GIVEN INSTRUCTION: Print the data again verbatim, starting with the line that contains "Can you spot the window?" and going on through the line that contains "x=1163, y=96", both lines included.
——————————
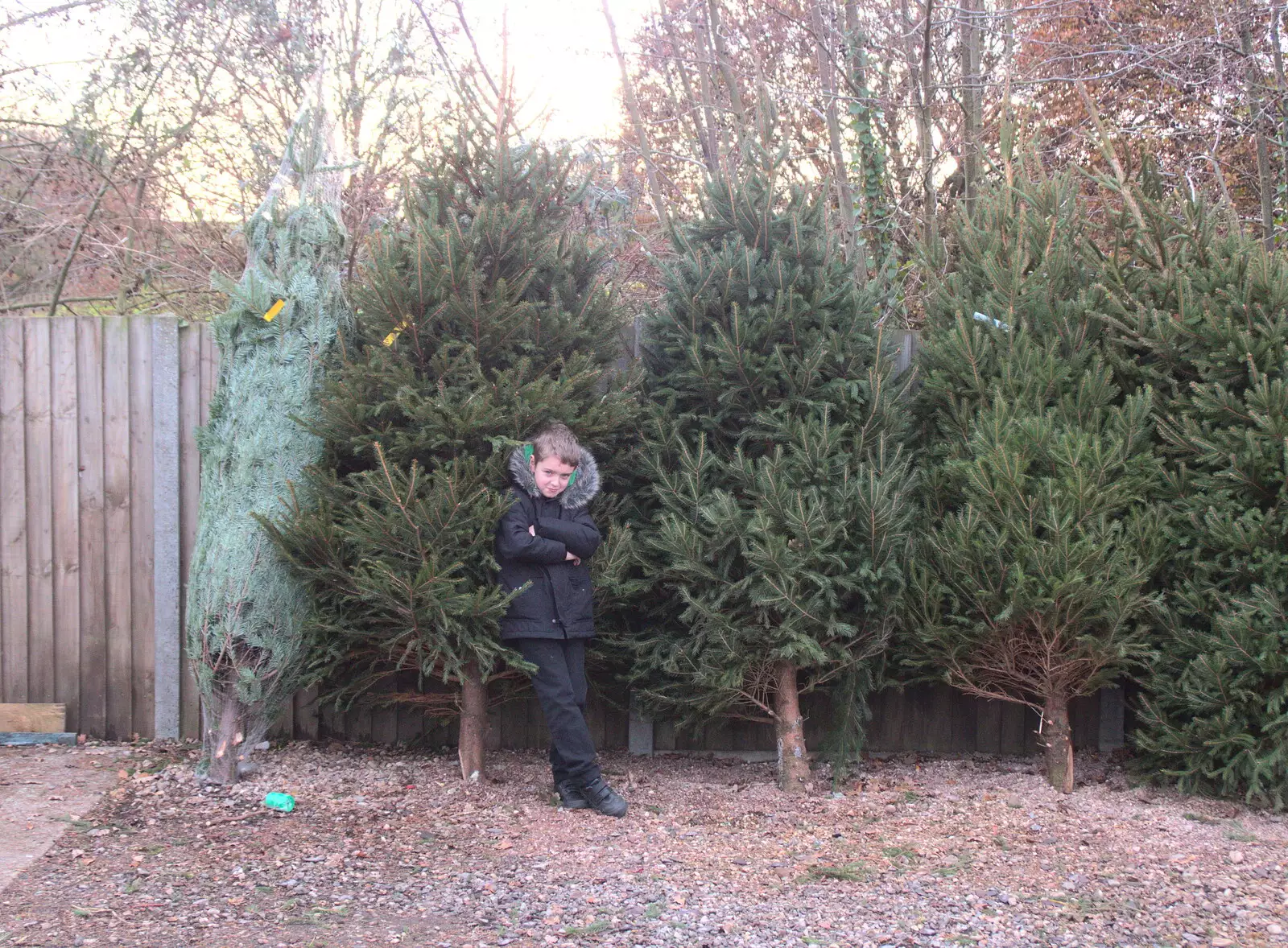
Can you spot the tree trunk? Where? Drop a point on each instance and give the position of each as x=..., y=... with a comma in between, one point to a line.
x=790, y=729
x=1059, y=742
x=225, y=741
x=972, y=117
x=473, y=723
x=727, y=66
x=854, y=251
x=633, y=107
x=1265, y=178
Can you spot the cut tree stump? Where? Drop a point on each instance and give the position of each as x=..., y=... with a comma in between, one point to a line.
x=44, y=719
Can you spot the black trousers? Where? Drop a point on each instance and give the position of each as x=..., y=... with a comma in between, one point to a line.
x=560, y=686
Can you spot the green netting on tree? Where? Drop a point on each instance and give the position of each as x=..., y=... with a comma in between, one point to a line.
x=246, y=630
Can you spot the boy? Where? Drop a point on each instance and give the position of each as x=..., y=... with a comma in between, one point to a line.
x=545, y=540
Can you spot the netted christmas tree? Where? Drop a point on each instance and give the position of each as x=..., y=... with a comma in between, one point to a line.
x=1032, y=579
x=481, y=315
x=248, y=615
x=781, y=514
x=1208, y=312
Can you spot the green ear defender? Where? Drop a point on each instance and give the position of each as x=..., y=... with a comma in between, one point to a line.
x=527, y=455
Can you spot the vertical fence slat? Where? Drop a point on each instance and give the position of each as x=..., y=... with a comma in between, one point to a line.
x=141, y=523
x=165, y=527
x=190, y=493
x=93, y=542
x=66, y=519
x=40, y=525
x=116, y=493
x=13, y=513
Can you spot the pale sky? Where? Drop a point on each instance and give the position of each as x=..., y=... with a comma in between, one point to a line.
x=562, y=56
x=559, y=51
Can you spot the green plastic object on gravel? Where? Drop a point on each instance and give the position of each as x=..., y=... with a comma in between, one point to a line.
x=280, y=802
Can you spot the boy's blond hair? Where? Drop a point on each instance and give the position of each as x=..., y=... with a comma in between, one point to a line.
x=557, y=441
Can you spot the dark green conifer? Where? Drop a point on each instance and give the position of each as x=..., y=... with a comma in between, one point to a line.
x=483, y=315
x=779, y=525
x=1206, y=313
x=1032, y=579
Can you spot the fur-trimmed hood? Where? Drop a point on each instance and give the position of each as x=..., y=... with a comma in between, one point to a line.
x=577, y=495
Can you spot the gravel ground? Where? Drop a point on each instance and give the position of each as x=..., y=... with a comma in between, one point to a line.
x=390, y=847
x=40, y=793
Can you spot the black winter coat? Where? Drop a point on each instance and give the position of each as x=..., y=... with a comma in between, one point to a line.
x=558, y=600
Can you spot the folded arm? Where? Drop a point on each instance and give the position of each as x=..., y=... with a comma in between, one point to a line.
x=515, y=542
x=580, y=535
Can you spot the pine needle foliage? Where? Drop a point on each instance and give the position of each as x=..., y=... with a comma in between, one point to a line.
x=1204, y=313
x=1032, y=579
x=482, y=315
x=248, y=628
x=778, y=484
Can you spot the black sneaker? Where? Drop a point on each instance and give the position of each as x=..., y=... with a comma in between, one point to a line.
x=571, y=796
x=603, y=799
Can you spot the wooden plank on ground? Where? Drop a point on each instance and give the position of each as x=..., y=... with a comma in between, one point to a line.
x=190, y=495
x=13, y=513
x=116, y=512
x=30, y=738
x=43, y=718
x=142, y=670
x=40, y=514
x=66, y=519
x=92, y=534
x=167, y=660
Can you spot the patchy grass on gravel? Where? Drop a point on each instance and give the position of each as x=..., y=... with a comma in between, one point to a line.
x=390, y=847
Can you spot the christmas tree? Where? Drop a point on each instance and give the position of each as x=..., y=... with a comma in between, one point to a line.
x=779, y=521
x=248, y=629
x=482, y=315
x=1206, y=313
x=1032, y=580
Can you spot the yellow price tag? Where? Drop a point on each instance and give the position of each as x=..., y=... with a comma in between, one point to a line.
x=392, y=336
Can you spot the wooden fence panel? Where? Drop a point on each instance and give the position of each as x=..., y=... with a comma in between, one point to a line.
x=93, y=529
x=40, y=522
x=116, y=497
x=13, y=513
x=64, y=469
x=100, y=484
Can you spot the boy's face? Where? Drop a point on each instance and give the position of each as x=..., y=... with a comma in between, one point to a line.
x=551, y=476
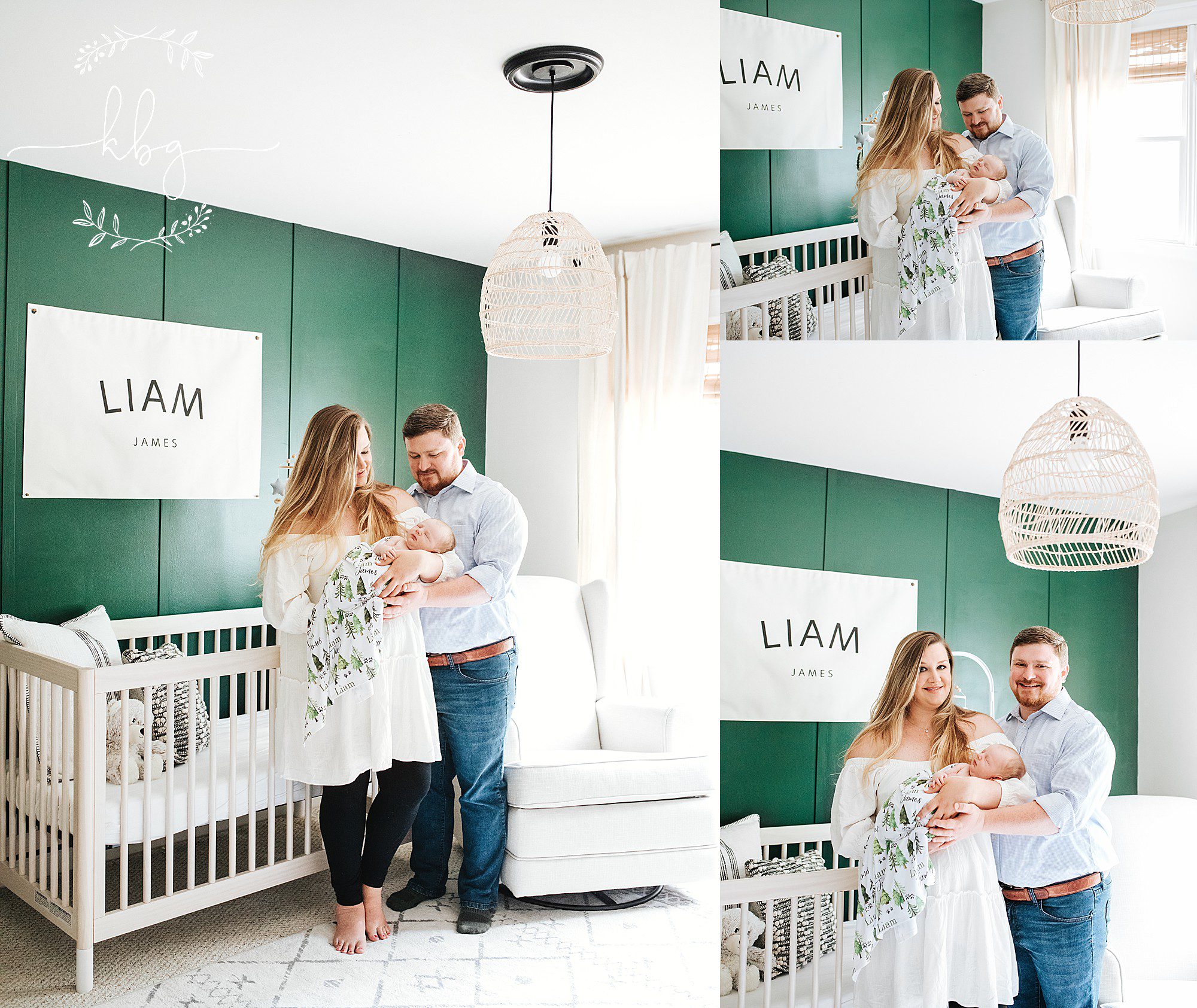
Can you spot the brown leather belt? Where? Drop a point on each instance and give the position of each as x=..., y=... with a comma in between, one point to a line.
x=1000, y=260
x=476, y=655
x=1053, y=891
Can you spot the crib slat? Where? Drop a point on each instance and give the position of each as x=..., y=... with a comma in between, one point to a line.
x=272, y=690
x=191, y=783
x=169, y=868
x=215, y=705
x=147, y=794
x=252, y=708
x=233, y=768
x=840, y=947
x=52, y=881
x=743, y=994
x=10, y=732
x=125, y=801
x=307, y=818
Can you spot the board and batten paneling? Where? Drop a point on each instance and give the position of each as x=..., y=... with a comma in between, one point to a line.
x=344, y=344
x=329, y=307
x=776, y=192
x=64, y=557
x=439, y=331
x=205, y=287
x=793, y=515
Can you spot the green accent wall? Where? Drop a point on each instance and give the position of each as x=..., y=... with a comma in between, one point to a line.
x=776, y=192
x=804, y=516
x=343, y=320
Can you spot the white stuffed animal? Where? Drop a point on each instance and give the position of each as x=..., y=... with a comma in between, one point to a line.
x=137, y=739
x=730, y=957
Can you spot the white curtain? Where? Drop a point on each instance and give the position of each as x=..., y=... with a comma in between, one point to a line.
x=648, y=458
x=1086, y=77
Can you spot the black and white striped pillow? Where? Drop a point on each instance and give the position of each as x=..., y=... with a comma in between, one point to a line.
x=160, y=708
x=804, y=912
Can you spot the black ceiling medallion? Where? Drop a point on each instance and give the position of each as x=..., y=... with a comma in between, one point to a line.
x=552, y=69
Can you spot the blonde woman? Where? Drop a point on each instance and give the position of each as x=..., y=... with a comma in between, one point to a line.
x=332, y=503
x=963, y=952
x=909, y=149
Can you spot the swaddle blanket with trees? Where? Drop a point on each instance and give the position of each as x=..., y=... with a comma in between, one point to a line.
x=344, y=635
x=928, y=251
x=896, y=870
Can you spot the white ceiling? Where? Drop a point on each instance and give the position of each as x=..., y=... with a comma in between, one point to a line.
x=951, y=415
x=393, y=120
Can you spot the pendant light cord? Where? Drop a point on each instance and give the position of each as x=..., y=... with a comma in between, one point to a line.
x=552, y=99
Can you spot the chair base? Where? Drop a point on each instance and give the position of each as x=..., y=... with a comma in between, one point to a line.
x=596, y=900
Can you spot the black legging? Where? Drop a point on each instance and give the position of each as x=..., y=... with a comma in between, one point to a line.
x=344, y=825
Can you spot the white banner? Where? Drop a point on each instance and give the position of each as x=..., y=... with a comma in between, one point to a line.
x=781, y=84
x=138, y=409
x=807, y=645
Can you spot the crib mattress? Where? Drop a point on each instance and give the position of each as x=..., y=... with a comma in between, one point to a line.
x=781, y=991
x=217, y=752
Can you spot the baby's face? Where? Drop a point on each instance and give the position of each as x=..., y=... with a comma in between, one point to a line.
x=430, y=535
x=989, y=764
x=988, y=167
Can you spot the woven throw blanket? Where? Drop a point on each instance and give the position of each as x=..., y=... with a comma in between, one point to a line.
x=928, y=251
x=344, y=635
x=896, y=870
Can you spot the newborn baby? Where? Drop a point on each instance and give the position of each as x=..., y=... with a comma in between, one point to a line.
x=986, y=167
x=989, y=779
x=433, y=535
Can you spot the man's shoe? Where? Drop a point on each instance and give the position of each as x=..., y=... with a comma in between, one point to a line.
x=475, y=922
x=405, y=899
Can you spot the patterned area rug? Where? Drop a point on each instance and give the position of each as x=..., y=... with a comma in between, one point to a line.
x=660, y=954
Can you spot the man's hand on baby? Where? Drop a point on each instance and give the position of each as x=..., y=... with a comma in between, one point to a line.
x=414, y=596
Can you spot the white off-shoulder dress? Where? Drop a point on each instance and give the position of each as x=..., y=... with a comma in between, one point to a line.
x=969, y=315
x=364, y=729
x=963, y=948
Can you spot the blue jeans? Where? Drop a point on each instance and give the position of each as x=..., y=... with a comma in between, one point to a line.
x=1060, y=945
x=1017, y=290
x=475, y=704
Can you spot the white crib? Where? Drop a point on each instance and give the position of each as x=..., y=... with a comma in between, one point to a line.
x=828, y=982
x=834, y=269
x=66, y=832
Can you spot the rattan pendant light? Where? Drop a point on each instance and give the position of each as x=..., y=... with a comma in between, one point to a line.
x=550, y=291
x=1080, y=492
x=1101, y=11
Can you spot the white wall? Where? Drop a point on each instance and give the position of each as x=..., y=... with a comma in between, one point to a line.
x=532, y=447
x=1014, y=53
x=1168, y=660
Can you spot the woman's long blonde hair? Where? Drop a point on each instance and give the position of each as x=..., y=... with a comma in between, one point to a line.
x=950, y=742
x=903, y=131
x=324, y=484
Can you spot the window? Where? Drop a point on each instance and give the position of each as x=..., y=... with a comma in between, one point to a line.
x=1163, y=96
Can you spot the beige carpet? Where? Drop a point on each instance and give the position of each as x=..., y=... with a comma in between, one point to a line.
x=38, y=959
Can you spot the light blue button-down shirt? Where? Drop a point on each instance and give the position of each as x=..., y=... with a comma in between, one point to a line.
x=493, y=535
x=1029, y=169
x=1071, y=762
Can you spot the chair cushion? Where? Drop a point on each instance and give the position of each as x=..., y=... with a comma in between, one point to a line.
x=619, y=827
x=1101, y=324
x=550, y=778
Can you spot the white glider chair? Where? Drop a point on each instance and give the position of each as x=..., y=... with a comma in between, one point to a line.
x=603, y=791
x=1152, y=957
x=1089, y=304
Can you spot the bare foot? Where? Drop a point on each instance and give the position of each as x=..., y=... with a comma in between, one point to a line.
x=351, y=929
x=376, y=922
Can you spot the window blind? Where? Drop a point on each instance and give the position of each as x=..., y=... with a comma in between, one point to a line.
x=1159, y=56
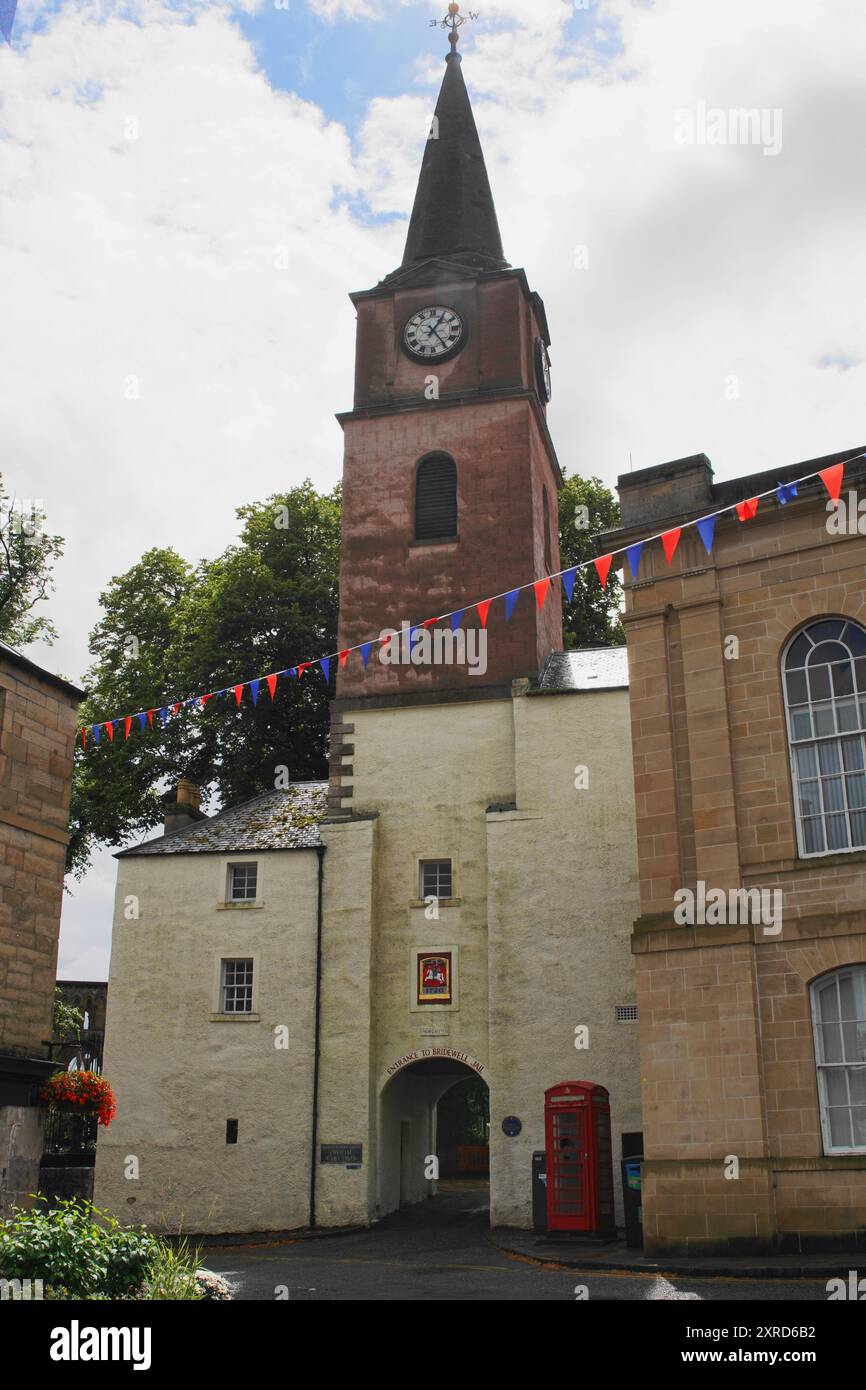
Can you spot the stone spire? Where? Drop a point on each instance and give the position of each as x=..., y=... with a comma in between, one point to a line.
x=453, y=214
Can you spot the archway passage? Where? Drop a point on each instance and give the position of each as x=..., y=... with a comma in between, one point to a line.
x=434, y=1132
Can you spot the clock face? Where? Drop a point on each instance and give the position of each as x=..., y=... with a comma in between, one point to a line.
x=434, y=332
x=542, y=370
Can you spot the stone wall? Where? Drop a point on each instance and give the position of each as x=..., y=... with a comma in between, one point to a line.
x=180, y=1070
x=38, y=734
x=726, y=1027
x=38, y=716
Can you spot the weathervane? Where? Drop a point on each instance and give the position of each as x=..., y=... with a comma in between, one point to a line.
x=452, y=21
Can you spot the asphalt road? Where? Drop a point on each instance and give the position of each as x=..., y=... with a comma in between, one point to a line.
x=441, y=1250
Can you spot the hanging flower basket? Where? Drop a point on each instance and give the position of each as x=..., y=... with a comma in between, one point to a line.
x=77, y=1090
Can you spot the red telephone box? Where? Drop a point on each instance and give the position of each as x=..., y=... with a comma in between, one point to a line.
x=580, y=1159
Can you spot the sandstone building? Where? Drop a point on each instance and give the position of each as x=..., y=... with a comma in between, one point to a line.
x=748, y=717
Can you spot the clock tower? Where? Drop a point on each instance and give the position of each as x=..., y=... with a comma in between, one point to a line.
x=451, y=477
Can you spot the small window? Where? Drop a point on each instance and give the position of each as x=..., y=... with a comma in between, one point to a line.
x=242, y=883
x=237, y=988
x=838, y=1015
x=437, y=879
x=437, y=499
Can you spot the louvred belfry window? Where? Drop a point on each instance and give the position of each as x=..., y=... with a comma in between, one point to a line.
x=437, y=499
x=824, y=672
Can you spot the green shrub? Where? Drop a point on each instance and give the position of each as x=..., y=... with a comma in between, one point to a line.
x=77, y=1247
x=171, y=1273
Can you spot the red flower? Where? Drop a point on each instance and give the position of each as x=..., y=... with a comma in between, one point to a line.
x=81, y=1089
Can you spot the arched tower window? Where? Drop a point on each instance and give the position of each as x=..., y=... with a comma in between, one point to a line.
x=824, y=676
x=548, y=537
x=838, y=1018
x=437, y=498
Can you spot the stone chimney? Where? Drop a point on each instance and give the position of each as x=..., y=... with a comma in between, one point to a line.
x=184, y=806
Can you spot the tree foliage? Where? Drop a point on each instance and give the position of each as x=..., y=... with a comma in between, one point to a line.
x=27, y=560
x=587, y=508
x=171, y=631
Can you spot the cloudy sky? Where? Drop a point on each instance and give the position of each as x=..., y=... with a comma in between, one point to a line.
x=191, y=188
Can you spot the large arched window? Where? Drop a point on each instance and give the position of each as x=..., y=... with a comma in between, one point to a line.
x=437, y=499
x=824, y=674
x=838, y=1016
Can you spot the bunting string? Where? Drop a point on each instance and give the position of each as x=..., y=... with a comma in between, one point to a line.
x=745, y=512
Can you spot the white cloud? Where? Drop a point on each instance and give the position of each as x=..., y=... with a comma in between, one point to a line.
x=154, y=257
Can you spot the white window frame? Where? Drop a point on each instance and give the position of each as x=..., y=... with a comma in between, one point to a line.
x=230, y=881
x=823, y=1068
x=433, y=859
x=248, y=983
x=798, y=744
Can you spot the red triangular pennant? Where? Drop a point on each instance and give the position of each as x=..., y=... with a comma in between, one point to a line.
x=833, y=480
x=542, y=588
x=670, y=541
x=603, y=567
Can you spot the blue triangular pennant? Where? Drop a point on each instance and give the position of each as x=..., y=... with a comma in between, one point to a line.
x=7, y=17
x=633, y=555
x=708, y=533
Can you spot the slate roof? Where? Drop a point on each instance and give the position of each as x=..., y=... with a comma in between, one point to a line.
x=453, y=213
x=277, y=820
x=588, y=669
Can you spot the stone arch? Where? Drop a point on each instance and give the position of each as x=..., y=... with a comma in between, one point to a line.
x=407, y=1096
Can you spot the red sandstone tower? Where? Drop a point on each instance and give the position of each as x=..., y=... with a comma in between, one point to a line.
x=449, y=477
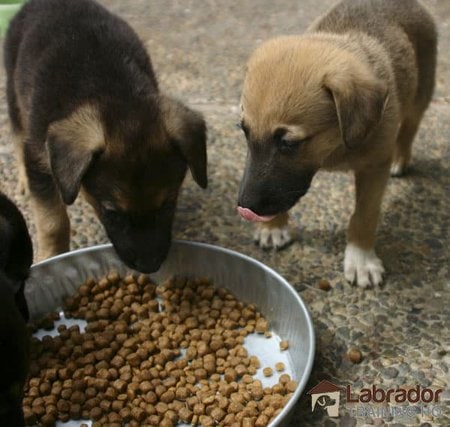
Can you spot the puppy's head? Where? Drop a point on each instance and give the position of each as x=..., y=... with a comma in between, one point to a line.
x=16, y=250
x=14, y=356
x=130, y=164
x=303, y=100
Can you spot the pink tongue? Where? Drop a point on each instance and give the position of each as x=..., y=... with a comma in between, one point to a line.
x=249, y=215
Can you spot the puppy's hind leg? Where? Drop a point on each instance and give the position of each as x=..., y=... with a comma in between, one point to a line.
x=361, y=265
x=273, y=234
x=19, y=140
x=403, y=147
x=17, y=131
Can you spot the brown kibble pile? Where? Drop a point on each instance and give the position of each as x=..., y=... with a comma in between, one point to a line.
x=153, y=355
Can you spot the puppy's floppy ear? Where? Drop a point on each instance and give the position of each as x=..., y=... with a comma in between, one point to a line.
x=73, y=144
x=360, y=100
x=187, y=130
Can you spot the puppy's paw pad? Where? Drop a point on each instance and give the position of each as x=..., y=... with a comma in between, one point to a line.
x=362, y=267
x=276, y=238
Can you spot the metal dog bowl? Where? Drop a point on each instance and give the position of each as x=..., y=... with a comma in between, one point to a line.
x=249, y=280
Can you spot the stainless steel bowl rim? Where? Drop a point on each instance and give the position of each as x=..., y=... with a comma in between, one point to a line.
x=309, y=324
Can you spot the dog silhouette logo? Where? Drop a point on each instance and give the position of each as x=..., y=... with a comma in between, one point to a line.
x=325, y=396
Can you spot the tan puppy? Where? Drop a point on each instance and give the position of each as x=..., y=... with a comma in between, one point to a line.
x=347, y=95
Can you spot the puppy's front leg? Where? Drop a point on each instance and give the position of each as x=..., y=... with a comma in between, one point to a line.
x=49, y=212
x=361, y=265
x=273, y=234
x=52, y=226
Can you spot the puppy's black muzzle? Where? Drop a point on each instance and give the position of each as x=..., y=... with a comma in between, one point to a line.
x=141, y=243
x=272, y=193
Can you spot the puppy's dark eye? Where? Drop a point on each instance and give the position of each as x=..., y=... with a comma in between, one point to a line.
x=108, y=206
x=241, y=125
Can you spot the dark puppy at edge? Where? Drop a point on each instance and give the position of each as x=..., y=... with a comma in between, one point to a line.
x=349, y=94
x=85, y=107
x=16, y=255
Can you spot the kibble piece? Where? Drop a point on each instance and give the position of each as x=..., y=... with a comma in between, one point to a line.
——————————
COMPLETED EXERCISE:
Can you spot the window? Where? Drop a point on each instance and give the position of each as x=..., y=... with a comma in between, one point to a line.
x=1163, y=96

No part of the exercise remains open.